» Task statement: Write out all of the records precisely. Skip anything that is a picture.

» Data for processing:
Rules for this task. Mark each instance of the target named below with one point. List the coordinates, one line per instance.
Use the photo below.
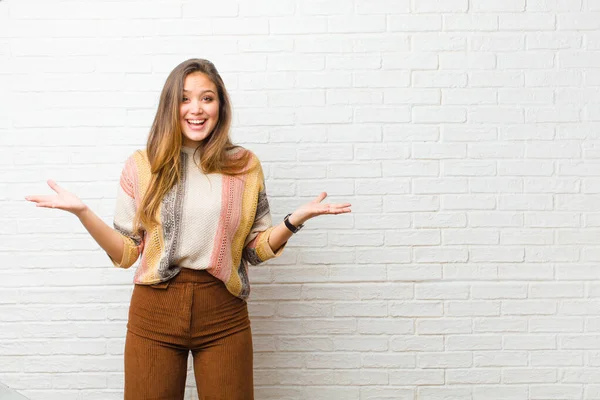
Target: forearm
(108, 238)
(281, 234)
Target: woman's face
(199, 108)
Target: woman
(194, 207)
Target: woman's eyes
(208, 99)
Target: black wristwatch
(289, 225)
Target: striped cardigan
(241, 234)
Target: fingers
(335, 208)
(54, 186)
(39, 199)
(320, 197)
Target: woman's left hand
(315, 208)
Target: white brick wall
(464, 132)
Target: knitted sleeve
(256, 246)
(125, 209)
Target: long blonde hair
(165, 140)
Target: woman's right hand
(63, 200)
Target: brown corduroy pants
(191, 312)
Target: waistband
(187, 275)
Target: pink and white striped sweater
(215, 222)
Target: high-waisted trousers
(191, 312)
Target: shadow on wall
(8, 394)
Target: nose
(197, 107)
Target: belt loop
(161, 285)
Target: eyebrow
(204, 91)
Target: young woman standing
(194, 207)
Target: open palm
(315, 208)
(63, 199)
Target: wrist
(81, 213)
(295, 220)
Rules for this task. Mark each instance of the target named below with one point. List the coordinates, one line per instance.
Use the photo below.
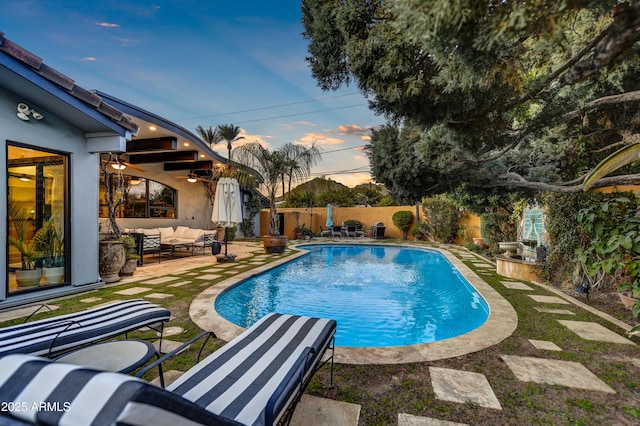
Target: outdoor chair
(62, 333)
(256, 379)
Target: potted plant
(49, 241)
(271, 168)
(28, 275)
(111, 255)
(130, 255)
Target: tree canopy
(489, 94)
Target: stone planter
(129, 267)
(28, 277)
(275, 243)
(53, 275)
(111, 258)
(626, 299)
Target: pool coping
(501, 323)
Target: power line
(269, 107)
(294, 115)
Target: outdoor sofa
(154, 240)
(62, 333)
(255, 379)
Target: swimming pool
(381, 296)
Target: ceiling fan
(193, 177)
(119, 162)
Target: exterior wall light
(24, 110)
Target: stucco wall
(317, 217)
(55, 134)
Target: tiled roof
(67, 84)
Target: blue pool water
(379, 295)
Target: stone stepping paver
(553, 311)
(161, 280)
(594, 331)
(555, 372)
(168, 346)
(159, 295)
(171, 331)
(463, 386)
(133, 290)
(549, 299)
(545, 345)
(208, 277)
(316, 411)
(410, 420)
(514, 285)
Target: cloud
(320, 139)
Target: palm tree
(270, 166)
(298, 162)
(211, 136)
(230, 133)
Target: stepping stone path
(514, 285)
(161, 280)
(132, 291)
(545, 345)
(463, 386)
(549, 299)
(553, 311)
(555, 372)
(409, 420)
(594, 331)
(158, 295)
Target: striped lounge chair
(62, 333)
(256, 379)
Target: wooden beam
(163, 157)
(188, 165)
(153, 144)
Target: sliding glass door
(37, 218)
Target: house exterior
(56, 137)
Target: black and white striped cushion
(253, 378)
(37, 391)
(73, 330)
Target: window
(37, 218)
(143, 198)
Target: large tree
(530, 94)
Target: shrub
(496, 227)
(402, 220)
(442, 217)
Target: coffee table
(122, 356)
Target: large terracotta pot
(275, 243)
(28, 277)
(111, 257)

» Your solution:
Rules for this task. Mark each instance of the target named below with one point. List the coordinates, one line per instance.
Use the photo below.
Target: forearm
(108, 238)
(281, 234)
Target: woman's face
(199, 108)
Target: woman
(194, 207)
Target: woman's eyes
(208, 99)
Target: black wristwatch
(289, 225)
Target: striped cardigan
(241, 234)
Target: fingers
(335, 208)
(54, 186)
(39, 199)
(320, 197)
Target: woman's left hand
(315, 208)
Target: white brick wall
(464, 132)
Target: knitted sleeve
(256, 246)
(125, 209)
Target: long blonde hair
(165, 140)
Target: woman's right hand
(63, 200)
Target: brown corduroy pants
(191, 312)
Target: waistband
(187, 275)
Target: pink and white striped sweater
(215, 222)
Target: high-waisted trousers
(191, 312)
Target: shadow on wall
(8, 394)
Target: nose
(197, 107)
Target: belt loop
(161, 285)
Target: eyebrow
(204, 91)
Target: young woman standing
(194, 207)
Target: open palm
(315, 208)
(63, 199)
Target: wrist
(81, 213)
(295, 220)
Rules for this task. Mark each instance of the target named below with one point. List the coordinates, one line per instance.
Use the photo below.
Target: outdoor chair
(62, 333)
(256, 379)
Target: potted plant
(49, 241)
(271, 168)
(28, 275)
(111, 255)
(130, 255)
Target: tree canopy
(489, 94)
Target: stone planter
(129, 267)
(28, 277)
(275, 243)
(53, 275)
(111, 258)
(626, 299)
Target: pool coping
(501, 323)
Target: power line
(269, 107)
(294, 115)
Target: outdoor sofa
(154, 240)
(62, 333)
(255, 379)
Target: swimming pool
(381, 296)
Target: ceiling fan
(193, 177)
(119, 162)
Target: exterior wall light
(24, 110)
Target: stucco wall
(317, 217)
(55, 134)
Target: tiled roof
(67, 84)
Target: blue pool water
(379, 295)
Target: stone stepping paver
(553, 311)
(161, 280)
(594, 331)
(555, 372)
(168, 346)
(159, 295)
(171, 331)
(463, 386)
(133, 290)
(549, 299)
(545, 345)
(208, 277)
(316, 411)
(410, 420)
(514, 285)
Target: cloud
(320, 139)
Target: palm tree
(270, 166)
(298, 162)
(211, 136)
(230, 133)
Target: stepping stone path
(514, 285)
(161, 280)
(132, 291)
(545, 345)
(463, 386)
(549, 299)
(553, 311)
(555, 372)
(409, 420)
(594, 331)
(158, 295)
Target: striped lounge chair
(62, 333)
(256, 379)
Target: wooden beam
(163, 157)
(188, 165)
(153, 144)
Target: sliding glass door
(37, 218)
Target: house exterior
(56, 137)
Target: black and white striped cushion
(253, 378)
(37, 391)
(73, 330)
Target: window
(37, 218)
(143, 198)
Target: large tree
(530, 94)
Target: shrub
(496, 227)
(402, 220)
(442, 217)
Target: coffee table
(122, 356)
Target: large terracotta pot
(275, 243)
(28, 277)
(111, 257)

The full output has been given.